To do: Reproduce the lines below word for word, omitting the pictures.

Dataset entries:
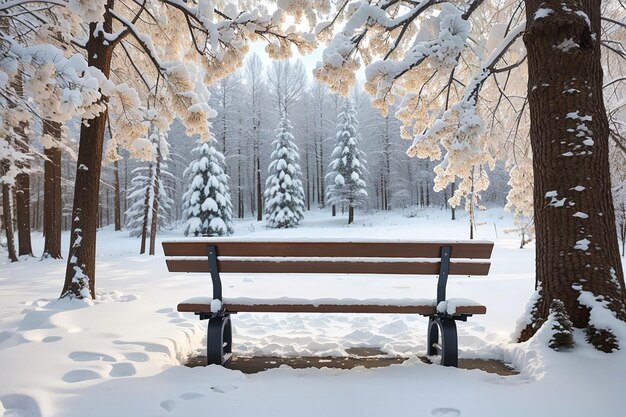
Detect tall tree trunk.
[521,0,626,351]
[61,7,114,299]
[237,142,245,219]
[11,73,33,256]
[113,160,122,232]
[139,163,154,255]
[450,179,456,220]
[149,146,161,255]
[255,153,263,221]
[2,184,17,262]
[43,120,62,259]
[304,142,311,211]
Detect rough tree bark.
[521,0,626,351]
[2,179,17,262]
[139,163,153,255]
[43,120,62,259]
[113,160,122,232]
[61,4,115,298]
[11,74,33,256]
[148,146,161,255]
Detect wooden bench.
[163,238,493,366]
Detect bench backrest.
[163,238,493,275]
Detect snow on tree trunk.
[326,99,367,224]
[61,16,114,299]
[183,138,233,236]
[521,0,626,351]
[263,115,306,228]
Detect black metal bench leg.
[426,316,439,356]
[439,318,459,367]
[206,316,232,365]
[224,316,233,353]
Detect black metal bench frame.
[195,245,472,367]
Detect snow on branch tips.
[314,0,525,211]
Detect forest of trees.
[0,0,626,352]
[1,55,510,242]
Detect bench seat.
[163,238,493,366]
[177,297,487,316]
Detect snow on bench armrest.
[181,297,222,313]
[437,298,482,315]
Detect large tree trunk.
[521,0,626,351]
[61,8,114,298]
[113,160,122,232]
[11,73,33,256]
[148,150,161,255]
[2,184,17,262]
[43,120,62,259]
[255,153,263,222]
[139,163,153,255]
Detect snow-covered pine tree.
[263,114,305,228]
[326,99,367,224]
[124,161,174,240]
[183,136,233,236]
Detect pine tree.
[326,99,367,224]
[183,138,233,236]
[124,162,174,239]
[263,115,305,228]
[548,300,574,350]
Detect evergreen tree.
[124,162,174,237]
[548,300,574,350]
[263,115,305,228]
[326,99,367,224]
[183,138,233,236]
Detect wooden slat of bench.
[163,239,493,259]
[178,303,487,315]
[166,258,491,275]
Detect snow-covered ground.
[0,209,626,417]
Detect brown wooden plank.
[177,303,487,315]
[163,240,493,259]
[166,258,490,275]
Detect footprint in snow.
[178,392,204,400]
[41,336,63,343]
[211,385,237,394]
[124,352,150,362]
[0,394,41,417]
[63,369,102,383]
[69,351,116,362]
[430,408,461,417]
[109,362,137,378]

Result below:
Detect tall tree trunk.
[521,0,626,351]
[61,7,114,299]
[237,142,245,219]
[11,73,33,256]
[113,160,122,232]
[139,163,154,255]
[450,179,456,220]
[149,146,161,255]
[255,153,263,221]
[2,184,17,262]
[43,120,62,259]
[304,142,311,211]
Detect rough tree bark.
[521,0,626,351]
[2,179,17,262]
[139,163,153,255]
[43,120,62,259]
[113,160,122,232]
[61,4,115,298]
[11,74,33,256]
[148,146,161,255]
Detect wooden bench.
[163,238,493,366]
Detect bench backrest.
[163,238,493,275]
Detect snow on tree trunk.
[326,99,367,224]
[61,16,114,299]
[183,138,233,236]
[521,0,626,351]
[263,115,306,228]
Detect black metal bench leg.
[426,316,439,356]
[439,318,459,367]
[206,316,232,365]
[224,316,233,353]
Detect black metal bench frame.
[195,245,472,367]
Detect snow on branch tips.
[314,0,525,211]
Detect forest of trees.
[0,0,626,352]
[1,55,510,242]
Detect bench seat.
[163,238,493,366]
[177,297,487,316]
Detect snow on bench armrest.
[181,297,222,313]
[437,298,482,315]
Detect large tree trunk.
[521,0,626,351]
[61,8,114,298]
[113,160,122,232]
[11,73,33,256]
[148,150,161,255]
[2,184,17,262]
[43,120,62,259]
[255,153,263,222]
[139,163,153,255]
Detect snow-covered pine tree.
[263,114,305,228]
[326,99,367,224]
[124,161,174,240]
[183,136,233,236]
Detect pine tree.
[326,99,367,224]
[183,138,233,236]
[124,162,174,239]
[263,115,305,228]
[548,300,574,350]
Detect evergreen tree.
[124,162,174,237]
[548,300,574,350]
[263,115,305,228]
[326,99,367,224]
[183,138,233,236]
Detect wooden slat of bench.
[163,239,493,259]
[178,303,487,315]
[166,258,491,275]
Detect snow-covered ground.
[0,209,626,417]
Detect brown wooden plank.
[177,303,487,315]
[163,240,493,259]
[166,258,490,275]
Detect footprint in snow.
[178,392,204,400]
[41,336,63,343]
[211,385,237,394]
[124,352,150,362]
[0,394,41,417]
[63,369,102,383]
[69,351,116,362]
[430,408,461,417]
[109,362,137,378]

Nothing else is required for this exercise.